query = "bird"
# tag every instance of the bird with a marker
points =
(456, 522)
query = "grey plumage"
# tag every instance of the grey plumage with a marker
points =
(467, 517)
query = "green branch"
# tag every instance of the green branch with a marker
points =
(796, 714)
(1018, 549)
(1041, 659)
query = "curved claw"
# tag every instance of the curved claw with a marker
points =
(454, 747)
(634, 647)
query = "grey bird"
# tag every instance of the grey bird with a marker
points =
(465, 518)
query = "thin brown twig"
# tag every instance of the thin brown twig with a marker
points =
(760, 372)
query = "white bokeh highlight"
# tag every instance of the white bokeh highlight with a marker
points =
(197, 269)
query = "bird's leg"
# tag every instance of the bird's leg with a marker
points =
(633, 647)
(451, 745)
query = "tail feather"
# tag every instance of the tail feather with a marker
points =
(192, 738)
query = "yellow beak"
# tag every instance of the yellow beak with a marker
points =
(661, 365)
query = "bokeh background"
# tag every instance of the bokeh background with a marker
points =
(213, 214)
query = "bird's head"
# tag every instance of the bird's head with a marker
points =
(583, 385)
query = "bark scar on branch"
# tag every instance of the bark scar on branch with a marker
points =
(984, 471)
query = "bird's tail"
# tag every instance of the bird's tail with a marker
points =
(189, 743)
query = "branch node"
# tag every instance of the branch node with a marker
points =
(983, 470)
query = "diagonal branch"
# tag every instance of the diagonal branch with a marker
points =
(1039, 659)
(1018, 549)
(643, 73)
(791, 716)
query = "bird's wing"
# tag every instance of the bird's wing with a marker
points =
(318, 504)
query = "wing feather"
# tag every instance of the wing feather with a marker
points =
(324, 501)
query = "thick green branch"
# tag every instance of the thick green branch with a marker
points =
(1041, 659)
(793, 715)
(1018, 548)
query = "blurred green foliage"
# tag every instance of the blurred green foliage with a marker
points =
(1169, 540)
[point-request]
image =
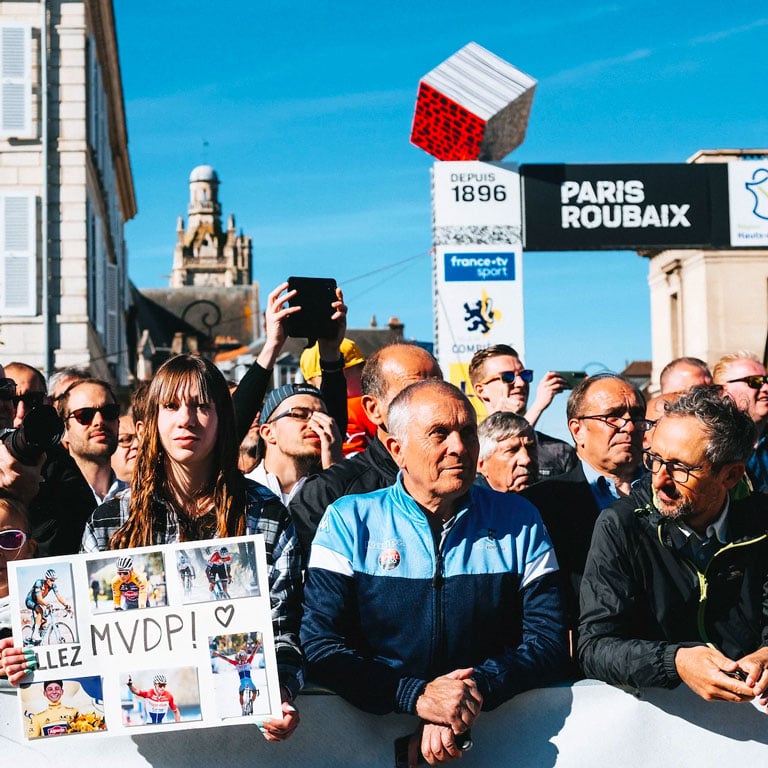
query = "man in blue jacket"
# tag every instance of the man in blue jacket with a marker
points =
(433, 596)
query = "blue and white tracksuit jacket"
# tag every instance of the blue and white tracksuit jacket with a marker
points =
(388, 606)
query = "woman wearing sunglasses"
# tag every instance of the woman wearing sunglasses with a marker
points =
(15, 544)
(186, 487)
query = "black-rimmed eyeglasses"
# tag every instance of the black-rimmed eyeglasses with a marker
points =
(84, 416)
(678, 471)
(508, 377)
(753, 382)
(619, 422)
(299, 413)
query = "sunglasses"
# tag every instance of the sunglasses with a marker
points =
(298, 413)
(30, 399)
(84, 416)
(753, 382)
(509, 376)
(12, 539)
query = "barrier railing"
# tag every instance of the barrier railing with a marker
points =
(583, 725)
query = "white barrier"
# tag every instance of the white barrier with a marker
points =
(585, 725)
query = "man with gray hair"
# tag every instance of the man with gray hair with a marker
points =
(508, 458)
(682, 373)
(676, 577)
(606, 417)
(433, 596)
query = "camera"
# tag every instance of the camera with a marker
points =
(40, 431)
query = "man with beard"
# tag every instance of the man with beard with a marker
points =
(743, 378)
(297, 438)
(57, 496)
(675, 584)
(91, 413)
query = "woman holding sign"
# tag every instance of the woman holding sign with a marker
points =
(186, 487)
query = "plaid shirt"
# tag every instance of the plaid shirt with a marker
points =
(265, 514)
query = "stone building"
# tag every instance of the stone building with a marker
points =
(707, 303)
(206, 254)
(66, 188)
(210, 306)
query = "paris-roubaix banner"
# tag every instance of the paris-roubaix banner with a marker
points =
(477, 235)
(648, 206)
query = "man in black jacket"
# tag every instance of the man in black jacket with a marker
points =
(675, 587)
(386, 373)
(606, 416)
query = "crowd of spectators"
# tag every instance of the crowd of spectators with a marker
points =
(444, 566)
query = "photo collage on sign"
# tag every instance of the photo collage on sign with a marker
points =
(175, 636)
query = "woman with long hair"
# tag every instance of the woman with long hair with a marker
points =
(186, 487)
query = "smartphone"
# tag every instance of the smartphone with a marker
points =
(314, 295)
(574, 378)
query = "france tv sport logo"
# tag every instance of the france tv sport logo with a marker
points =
(471, 267)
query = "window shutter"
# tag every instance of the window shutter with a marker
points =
(15, 81)
(113, 307)
(18, 294)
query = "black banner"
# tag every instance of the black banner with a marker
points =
(612, 207)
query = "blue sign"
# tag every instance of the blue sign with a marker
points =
(470, 267)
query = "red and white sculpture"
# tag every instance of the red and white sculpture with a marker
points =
(473, 106)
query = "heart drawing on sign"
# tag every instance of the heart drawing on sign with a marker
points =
(224, 614)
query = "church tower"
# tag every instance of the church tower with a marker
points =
(205, 254)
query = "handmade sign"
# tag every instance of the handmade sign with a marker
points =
(146, 640)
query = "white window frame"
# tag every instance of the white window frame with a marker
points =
(18, 259)
(16, 80)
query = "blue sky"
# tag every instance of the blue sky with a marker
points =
(306, 109)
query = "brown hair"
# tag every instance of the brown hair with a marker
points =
(225, 486)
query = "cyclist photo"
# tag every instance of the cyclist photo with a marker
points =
(218, 571)
(235, 661)
(160, 696)
(131, 581)
(47, 615)
(60, 707)
(186, 570)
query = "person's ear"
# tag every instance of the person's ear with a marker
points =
(267, 433)
(395, 448)
(732, 474)
(575, 426)
(373, 410)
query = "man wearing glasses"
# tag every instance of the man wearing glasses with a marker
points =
(743, 378)
(63, 497)
(502, 383)
(606, 416)
(297, 438)
(90, 412)
(675, 581)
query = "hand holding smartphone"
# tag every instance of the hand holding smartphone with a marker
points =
(314, 295)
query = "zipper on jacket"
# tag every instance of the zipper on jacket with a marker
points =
(438, 580)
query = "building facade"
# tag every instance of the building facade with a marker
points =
(66, 188)
(707, 303)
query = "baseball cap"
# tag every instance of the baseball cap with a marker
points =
(310, 358)
(277, 396)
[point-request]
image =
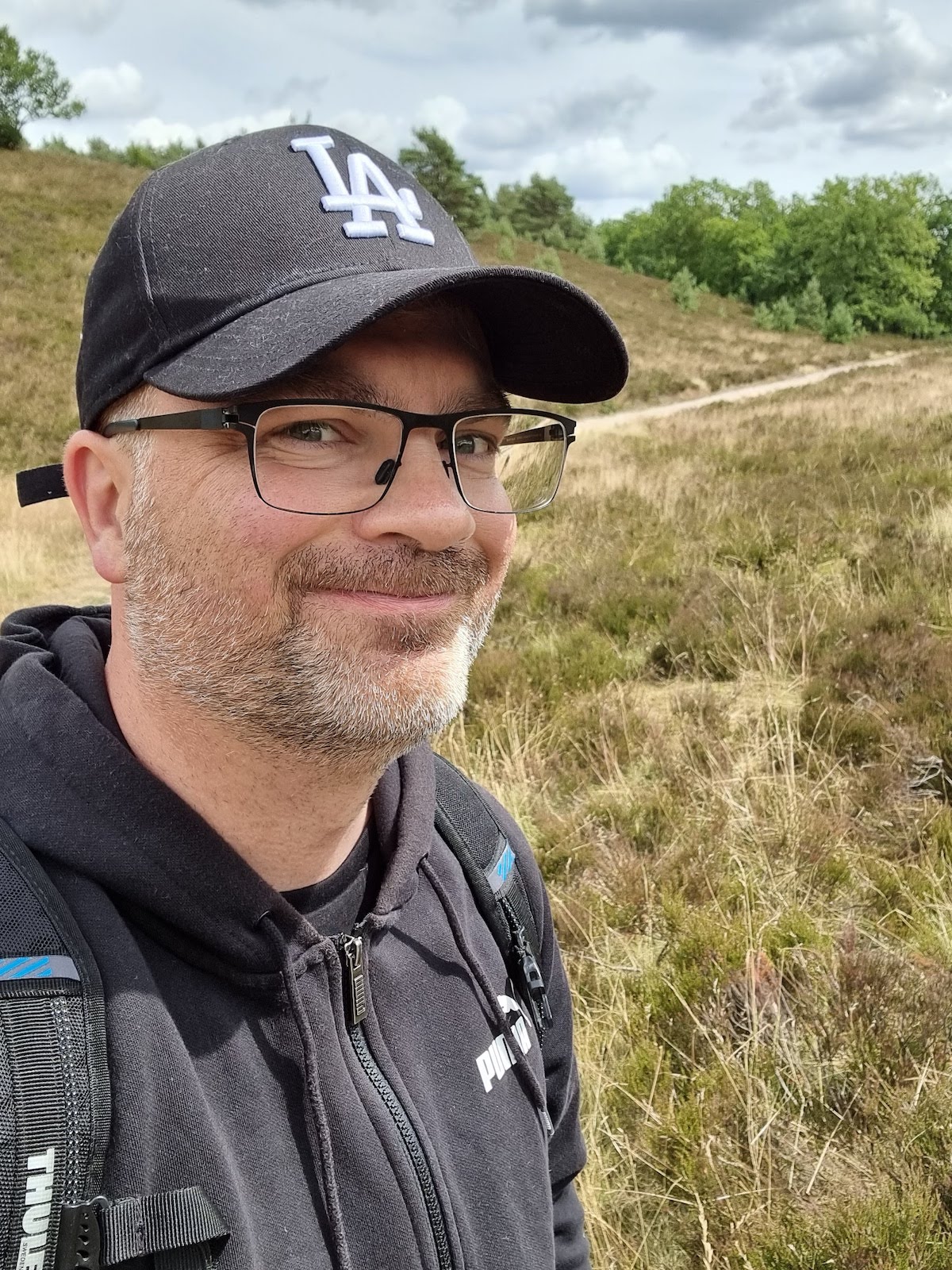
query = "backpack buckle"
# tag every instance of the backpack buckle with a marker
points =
(79, 1245)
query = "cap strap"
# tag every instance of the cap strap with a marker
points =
(38, 484)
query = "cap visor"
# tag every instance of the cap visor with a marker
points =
(546, 338)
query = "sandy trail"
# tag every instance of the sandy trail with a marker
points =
(611, 422)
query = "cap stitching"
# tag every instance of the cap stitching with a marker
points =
(152, 298)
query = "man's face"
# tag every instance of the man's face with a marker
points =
(346, 637)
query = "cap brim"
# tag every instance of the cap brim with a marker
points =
(547, 340)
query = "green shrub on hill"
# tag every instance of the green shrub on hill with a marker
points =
(841, 325)
(685, 291)
(549, 260)
(812, 308)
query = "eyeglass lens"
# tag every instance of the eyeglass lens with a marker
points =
(329, 460)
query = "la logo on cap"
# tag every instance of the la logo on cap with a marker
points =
(359, 200)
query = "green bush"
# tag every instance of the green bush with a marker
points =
(841, 325)
(812, 308)
(781, 315)
(685, 291)
(592, 247)
(784, 315)
(547, 260)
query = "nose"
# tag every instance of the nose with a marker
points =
(423, 503)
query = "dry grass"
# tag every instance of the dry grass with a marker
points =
(717, 696)
(44, 556)
(56, 211)
(715, 675)
(714, 679)
(678, 355)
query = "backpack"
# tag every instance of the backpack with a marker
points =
(55, 1100)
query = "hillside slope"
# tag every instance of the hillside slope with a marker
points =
(55, 211)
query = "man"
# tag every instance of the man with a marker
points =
(300, 474)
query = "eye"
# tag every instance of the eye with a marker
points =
(313, 431)
(475, 444)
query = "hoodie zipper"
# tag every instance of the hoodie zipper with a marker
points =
(353, 962)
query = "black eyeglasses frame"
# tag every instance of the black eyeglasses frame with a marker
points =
(244, 418)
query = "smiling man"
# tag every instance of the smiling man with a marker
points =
(321, 962)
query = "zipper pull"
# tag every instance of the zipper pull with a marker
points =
(355, 979)
(532, 981)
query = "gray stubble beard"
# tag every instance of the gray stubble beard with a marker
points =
(294, 689)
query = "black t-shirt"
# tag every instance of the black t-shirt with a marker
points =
(336, 905)
(332, 906)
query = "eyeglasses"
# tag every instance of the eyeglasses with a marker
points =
(336, 457)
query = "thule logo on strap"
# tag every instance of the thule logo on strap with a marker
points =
(36, 1218)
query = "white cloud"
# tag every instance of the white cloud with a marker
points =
(89, 16)
(545, 120)
(603, 168)
(787, 23)
(156, 133)
(118, 90)
(446, 114)
(888, 87)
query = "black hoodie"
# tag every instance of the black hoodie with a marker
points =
(232, 1067)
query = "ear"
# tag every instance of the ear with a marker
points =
(98, 476)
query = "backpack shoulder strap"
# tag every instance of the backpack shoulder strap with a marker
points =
(55, 1108)
(469, 827)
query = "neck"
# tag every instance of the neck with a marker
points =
(294, 818)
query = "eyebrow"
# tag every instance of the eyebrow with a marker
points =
(353, 387)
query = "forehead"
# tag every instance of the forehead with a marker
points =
(443, 346)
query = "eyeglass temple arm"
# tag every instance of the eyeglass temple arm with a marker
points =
(42, 484)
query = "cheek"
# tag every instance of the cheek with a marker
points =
(495, 537)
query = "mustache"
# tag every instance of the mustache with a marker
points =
(401, 571)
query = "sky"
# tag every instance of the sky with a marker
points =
(616, 98)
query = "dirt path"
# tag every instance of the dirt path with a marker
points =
(609, 422)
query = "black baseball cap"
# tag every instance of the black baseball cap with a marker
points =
(243, 260)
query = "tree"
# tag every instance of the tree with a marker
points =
(685, 291)
(812, 308)
(727, 237)
(441, 171)
(31, 88)
(543, 211)
(869, 245)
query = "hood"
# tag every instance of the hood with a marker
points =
(80, 799)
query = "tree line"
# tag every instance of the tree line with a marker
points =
(867, 253)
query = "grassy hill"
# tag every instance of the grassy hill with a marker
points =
(717, 696)
(56, 210)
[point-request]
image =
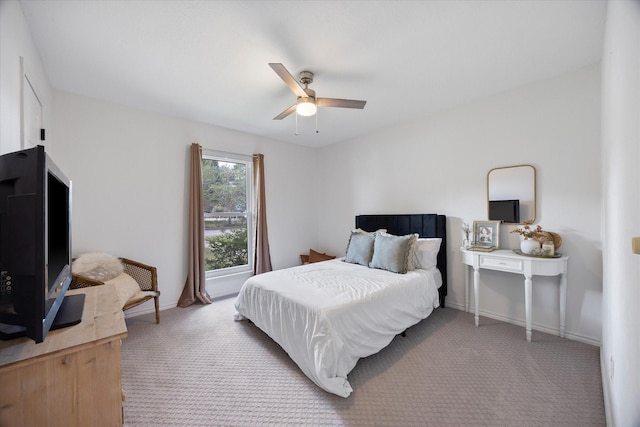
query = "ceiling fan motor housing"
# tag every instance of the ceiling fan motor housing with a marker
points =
(306, 77)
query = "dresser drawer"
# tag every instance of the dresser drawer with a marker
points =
(502, 264)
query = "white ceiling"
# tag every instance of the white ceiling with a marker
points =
(207, 60)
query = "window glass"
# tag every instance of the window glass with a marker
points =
(226, 184)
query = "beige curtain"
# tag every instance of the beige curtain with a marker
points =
(261, 256)
(195, 286)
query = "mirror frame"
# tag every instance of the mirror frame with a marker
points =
(518, 195)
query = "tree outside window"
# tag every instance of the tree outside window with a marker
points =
(226, 199)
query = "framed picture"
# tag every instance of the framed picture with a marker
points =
(486, 234)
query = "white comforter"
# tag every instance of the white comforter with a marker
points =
(327, 315)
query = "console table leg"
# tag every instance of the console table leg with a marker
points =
(467, 273)
(527, 304)
(476, 293)
(563, 302)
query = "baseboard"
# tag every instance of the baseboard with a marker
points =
(146, 309)
(534, 326)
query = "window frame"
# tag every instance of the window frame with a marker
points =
(222, 156)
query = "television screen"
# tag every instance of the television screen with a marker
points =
(504, 210)
(35, 246)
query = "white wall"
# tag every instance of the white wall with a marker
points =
(621, 180)
(16, 42)
(130, 178)
(440, 164)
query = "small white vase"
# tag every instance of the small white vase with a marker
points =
(528, 246)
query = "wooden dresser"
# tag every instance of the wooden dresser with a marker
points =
(73, 378)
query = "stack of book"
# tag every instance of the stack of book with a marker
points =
(482, 248)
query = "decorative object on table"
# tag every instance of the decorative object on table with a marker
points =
(466, 242)
(486, 235)
(538, 254)
(529, 243)
(538, 242)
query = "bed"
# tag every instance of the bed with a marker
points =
(328, 315)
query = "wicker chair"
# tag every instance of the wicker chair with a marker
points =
(145, 275)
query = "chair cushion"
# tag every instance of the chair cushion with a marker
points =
(97, 266)
(126, 287)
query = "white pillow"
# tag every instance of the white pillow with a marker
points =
(425, 254)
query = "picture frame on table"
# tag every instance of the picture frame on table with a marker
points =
(486, 235)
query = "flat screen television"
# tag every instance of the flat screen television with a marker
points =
(504, 210)
(35, 247)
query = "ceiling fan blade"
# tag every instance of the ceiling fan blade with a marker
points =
(288, 79)
(343, 103)
(286, 112)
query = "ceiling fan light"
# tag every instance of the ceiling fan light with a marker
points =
(306, 107)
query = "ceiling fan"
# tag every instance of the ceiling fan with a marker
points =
(307, 103)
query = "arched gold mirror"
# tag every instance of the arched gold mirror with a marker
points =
(511, 194)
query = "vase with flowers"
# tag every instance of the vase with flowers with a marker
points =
(529, 244)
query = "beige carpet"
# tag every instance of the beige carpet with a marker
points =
(199, 367)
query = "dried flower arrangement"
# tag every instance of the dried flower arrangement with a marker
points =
(527, 232)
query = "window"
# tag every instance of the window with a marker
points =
(226, 184)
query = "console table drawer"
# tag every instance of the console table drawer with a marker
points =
(501, 264)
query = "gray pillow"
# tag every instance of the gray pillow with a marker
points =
(360, 248)
(393, 253)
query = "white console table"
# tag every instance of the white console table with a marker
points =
(508, 261)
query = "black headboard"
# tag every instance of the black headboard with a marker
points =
(425, 225)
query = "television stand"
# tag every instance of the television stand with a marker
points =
(69, 314)
(73, 378)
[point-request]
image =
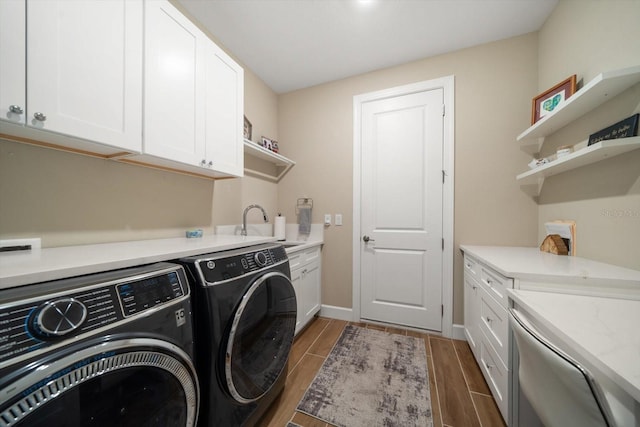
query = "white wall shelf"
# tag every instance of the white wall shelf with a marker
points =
(532, 181)
(602, 88)
(282, 163)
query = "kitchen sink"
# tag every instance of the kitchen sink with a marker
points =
(291, 244)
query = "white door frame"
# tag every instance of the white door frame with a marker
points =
(447, 84)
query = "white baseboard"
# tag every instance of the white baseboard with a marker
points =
(334, 312)
(458, 332)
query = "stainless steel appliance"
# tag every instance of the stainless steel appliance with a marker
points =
(244, 319)
(109, 349)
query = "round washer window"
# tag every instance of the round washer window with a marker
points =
(261, 337)
(114, 386)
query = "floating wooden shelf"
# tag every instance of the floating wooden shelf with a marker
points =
(601, 89)
(282, 163)
(532, 180)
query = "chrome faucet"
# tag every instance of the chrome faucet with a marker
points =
(244, 217)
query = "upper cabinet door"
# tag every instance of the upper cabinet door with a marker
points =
(174, 78)
(225, 112)
(12, 61)
(84, 72)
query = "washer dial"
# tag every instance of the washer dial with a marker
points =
(261, 259)
(59, 317)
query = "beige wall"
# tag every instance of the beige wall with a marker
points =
(587, 38)
(493, 85)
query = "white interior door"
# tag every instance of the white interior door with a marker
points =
(401, 222)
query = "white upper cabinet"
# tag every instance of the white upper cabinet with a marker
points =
(174, 76)
(225, 112)
(83, 69)
(194, 99)
(12, 61)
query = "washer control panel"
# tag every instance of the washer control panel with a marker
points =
(220, 269)
(36, 323)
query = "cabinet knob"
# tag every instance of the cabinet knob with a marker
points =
(16, 109)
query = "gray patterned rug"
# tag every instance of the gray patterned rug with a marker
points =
(371, 378)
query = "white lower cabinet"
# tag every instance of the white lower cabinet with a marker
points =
(486, 326)
(306, 278)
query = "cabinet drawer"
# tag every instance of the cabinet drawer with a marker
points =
(296, 260)
(496, 374)
(471, 267)
(496, 285)
(303, 257)
(494, 322)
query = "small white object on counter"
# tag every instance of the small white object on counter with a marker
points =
(23, 268)
(279, 228)
(532, 269)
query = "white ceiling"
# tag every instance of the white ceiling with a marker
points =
(293, 44)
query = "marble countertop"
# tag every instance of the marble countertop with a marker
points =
(602, 331)
(39, 265)
(530, 264)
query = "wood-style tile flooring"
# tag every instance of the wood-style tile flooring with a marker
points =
(459, 395)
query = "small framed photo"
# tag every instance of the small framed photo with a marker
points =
(548, 101)
(247, 129)
(266, 143)
(269, 144)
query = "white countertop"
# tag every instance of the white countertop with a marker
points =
(603, 331)
(39, 265)
(530, 264)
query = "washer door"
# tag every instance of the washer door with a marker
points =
(260, 337)
(136, 382)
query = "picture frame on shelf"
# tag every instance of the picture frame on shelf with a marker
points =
(623, 129)
(549, 100)
(247, 129)
(269, 144)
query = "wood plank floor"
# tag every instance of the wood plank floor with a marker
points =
(459, 395)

■ ■ ■

### DETALHES DA TAREFA
Informe quantas linhas dos dados contêm a palavra "wall". Responda só com o número.

### SOLUÇÃO DO EXERCÍCIO
6